#### Problem 1
Answer these questions about the forum thread on Brunners Island:
(a) At what time and on what day does Captain Ahab plan to leave?
(b) Which three kinds of fish does Captain Ahab say are found there?
(c) Does Captain Ahab say he will fish from shore or from a boat?

#### Document
** start **

# Off to Brunners Island



## Captain Ahab (Jan 16, 2008)

I am leaving at 3:00 a.m. Thursday (1/17/08) for Brunners Island Warm Water Discharge on the Susquehanna River near York Haven, PA.

The water temps there are supposed to be in the mid 60* range and there are muskie, walleye and smallmouth bass.

Anyone ever fish there?


----------



## SMDave (Jan 16, 2008)

I haven't, but good luck. I would like to fish a water discharge in winter one day.

By the way, clever using the 08 with the (8 (reversed)


----------



## Captain Ahab (Jan 16, 2008)

SMDave said:


> By the way, clever using the 08 with the (8 (reversed)



That was an accident - but it is pretty cool!

8) 8) 08)


----------



## bAcKpAiN (Jan 16, 2008)

No, but I have always done well fishing at the warm water discharge at York Haven. Unless of course Brunner Island is the name of the place I am not sure.  Are you fishing from shore or a boat?


----------



## Captain Ahab (Jan 16, 2008)

From shore - York Haven is the same place


----------



## Jim (Jan 16, 2008)

Good luck man! Hope you catch some big ones!


----------



## alumacraftjoe (Jan 16, 2008)

Good Luck!


----------



## Waterwings (Jan 16, 2008)

Good Luck! Catch a bunch!


----------



## bAcKpAiN (Jan 16, 2008)

The key is finding the right temp water, sometimes it is right at the discharge, and sometimes it is out past the tip of the island. Good luck! Last time I was out there the warm water was off so it wasn't all that great for us shore anglers. There was a guy in a boat who was killing them though.


----------



## jkbirocz (Jan 16, 2008)

Cheater :wink: Good Luck


----------



## little anth (Jan 17, 2008)

good luck man.


----------



## Paul (Jan 22, 2008)

** end **

Saved data entries
** start **

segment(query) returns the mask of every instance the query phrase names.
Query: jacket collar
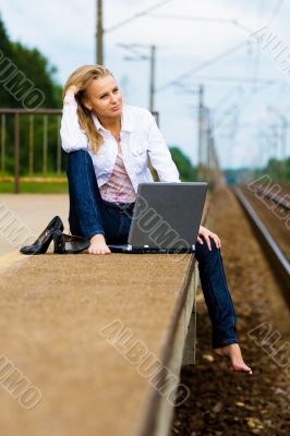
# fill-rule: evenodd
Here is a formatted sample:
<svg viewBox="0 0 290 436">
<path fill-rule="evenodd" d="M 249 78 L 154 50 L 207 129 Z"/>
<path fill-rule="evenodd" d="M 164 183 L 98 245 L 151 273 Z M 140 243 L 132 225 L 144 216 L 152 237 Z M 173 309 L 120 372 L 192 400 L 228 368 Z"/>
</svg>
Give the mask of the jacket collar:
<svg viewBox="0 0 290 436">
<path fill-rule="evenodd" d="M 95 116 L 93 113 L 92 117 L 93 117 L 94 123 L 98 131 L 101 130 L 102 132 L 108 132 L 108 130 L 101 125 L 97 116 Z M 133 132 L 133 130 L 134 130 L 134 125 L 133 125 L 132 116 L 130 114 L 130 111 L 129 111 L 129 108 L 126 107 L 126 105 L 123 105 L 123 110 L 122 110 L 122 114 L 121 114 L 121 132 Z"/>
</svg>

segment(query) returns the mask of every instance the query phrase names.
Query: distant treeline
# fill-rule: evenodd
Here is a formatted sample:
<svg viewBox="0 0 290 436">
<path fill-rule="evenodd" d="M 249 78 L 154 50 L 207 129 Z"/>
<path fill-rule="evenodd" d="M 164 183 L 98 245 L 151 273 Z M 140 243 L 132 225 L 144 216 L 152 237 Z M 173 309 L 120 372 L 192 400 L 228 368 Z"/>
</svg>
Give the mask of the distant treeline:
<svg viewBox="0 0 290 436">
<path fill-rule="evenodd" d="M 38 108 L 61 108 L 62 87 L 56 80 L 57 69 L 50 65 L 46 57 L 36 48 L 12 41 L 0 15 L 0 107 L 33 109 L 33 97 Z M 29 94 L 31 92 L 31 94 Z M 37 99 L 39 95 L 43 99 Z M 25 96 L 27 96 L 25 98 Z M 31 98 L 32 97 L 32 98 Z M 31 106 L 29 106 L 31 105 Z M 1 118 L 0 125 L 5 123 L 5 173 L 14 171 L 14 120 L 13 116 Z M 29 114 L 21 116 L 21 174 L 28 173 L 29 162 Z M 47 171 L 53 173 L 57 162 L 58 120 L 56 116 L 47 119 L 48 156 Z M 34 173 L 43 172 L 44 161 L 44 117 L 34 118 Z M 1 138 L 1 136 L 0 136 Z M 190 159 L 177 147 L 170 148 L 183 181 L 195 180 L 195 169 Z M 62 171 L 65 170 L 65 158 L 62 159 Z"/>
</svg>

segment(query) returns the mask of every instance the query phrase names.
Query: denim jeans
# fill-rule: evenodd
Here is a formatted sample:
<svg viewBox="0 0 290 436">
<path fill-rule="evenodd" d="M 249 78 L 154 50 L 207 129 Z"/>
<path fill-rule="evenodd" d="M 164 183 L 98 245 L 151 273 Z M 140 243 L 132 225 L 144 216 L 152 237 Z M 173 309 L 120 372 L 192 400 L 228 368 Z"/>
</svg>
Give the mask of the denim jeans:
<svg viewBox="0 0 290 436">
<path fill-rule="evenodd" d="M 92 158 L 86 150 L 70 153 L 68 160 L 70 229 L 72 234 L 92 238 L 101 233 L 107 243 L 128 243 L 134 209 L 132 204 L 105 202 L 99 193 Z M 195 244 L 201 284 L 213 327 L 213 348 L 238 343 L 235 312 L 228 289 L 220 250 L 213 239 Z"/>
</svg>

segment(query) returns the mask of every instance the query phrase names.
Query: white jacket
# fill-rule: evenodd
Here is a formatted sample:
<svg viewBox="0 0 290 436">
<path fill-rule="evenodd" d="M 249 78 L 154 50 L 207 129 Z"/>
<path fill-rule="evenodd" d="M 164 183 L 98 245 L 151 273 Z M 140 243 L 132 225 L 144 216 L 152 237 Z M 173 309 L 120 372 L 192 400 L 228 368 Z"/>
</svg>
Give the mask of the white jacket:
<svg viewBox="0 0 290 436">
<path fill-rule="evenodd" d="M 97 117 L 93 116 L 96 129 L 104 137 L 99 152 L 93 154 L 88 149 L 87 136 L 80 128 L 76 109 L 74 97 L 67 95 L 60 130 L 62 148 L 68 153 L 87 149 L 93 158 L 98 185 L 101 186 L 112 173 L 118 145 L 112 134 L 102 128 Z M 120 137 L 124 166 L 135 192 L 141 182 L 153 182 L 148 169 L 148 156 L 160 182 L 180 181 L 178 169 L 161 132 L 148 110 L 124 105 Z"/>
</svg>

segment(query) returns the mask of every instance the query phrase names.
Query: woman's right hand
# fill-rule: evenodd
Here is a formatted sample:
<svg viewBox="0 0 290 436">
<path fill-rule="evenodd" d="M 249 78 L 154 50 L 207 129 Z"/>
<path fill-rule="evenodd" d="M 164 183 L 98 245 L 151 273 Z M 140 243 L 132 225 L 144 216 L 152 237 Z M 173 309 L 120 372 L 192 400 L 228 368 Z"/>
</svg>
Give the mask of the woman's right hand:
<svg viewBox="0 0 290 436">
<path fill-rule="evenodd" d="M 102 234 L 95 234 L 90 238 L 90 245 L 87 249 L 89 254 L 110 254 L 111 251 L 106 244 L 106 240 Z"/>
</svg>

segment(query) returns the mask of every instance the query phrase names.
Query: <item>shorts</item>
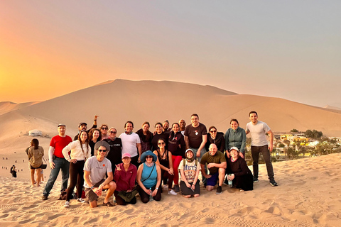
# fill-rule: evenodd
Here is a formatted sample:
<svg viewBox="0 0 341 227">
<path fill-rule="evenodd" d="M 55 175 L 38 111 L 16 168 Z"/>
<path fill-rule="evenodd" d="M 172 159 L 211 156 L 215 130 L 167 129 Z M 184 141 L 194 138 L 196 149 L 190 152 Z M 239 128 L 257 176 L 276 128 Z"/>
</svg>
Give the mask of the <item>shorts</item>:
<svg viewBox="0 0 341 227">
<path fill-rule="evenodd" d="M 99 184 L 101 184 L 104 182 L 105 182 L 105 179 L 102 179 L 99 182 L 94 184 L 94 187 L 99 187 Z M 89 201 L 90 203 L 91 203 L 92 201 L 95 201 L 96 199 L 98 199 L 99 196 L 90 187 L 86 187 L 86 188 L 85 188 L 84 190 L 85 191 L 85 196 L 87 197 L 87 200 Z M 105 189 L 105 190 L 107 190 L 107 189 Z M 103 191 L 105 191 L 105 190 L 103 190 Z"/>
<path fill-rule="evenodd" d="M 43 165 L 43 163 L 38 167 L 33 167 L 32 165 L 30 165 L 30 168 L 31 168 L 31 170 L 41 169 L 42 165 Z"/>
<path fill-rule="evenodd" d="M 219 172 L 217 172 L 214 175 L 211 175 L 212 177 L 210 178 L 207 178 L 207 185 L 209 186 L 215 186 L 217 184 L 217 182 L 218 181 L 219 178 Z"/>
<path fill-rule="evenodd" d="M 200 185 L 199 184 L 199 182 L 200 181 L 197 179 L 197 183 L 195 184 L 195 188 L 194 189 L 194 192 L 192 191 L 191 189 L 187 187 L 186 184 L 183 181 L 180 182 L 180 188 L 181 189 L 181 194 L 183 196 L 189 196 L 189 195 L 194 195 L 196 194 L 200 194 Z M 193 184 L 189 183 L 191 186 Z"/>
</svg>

** end **

#### Problem 2
Pull out every line of the records that contains the string "hand". Case counts.

#### Correct answer 1
(a) At 3:00 a.m. on Thursday (1/17/08).
(b) Muskie, walleye and smallmouth bass.
(c) From shore.

#### Correct answer 2
Query: woman's right hand
Give the mask of the woman's right hand:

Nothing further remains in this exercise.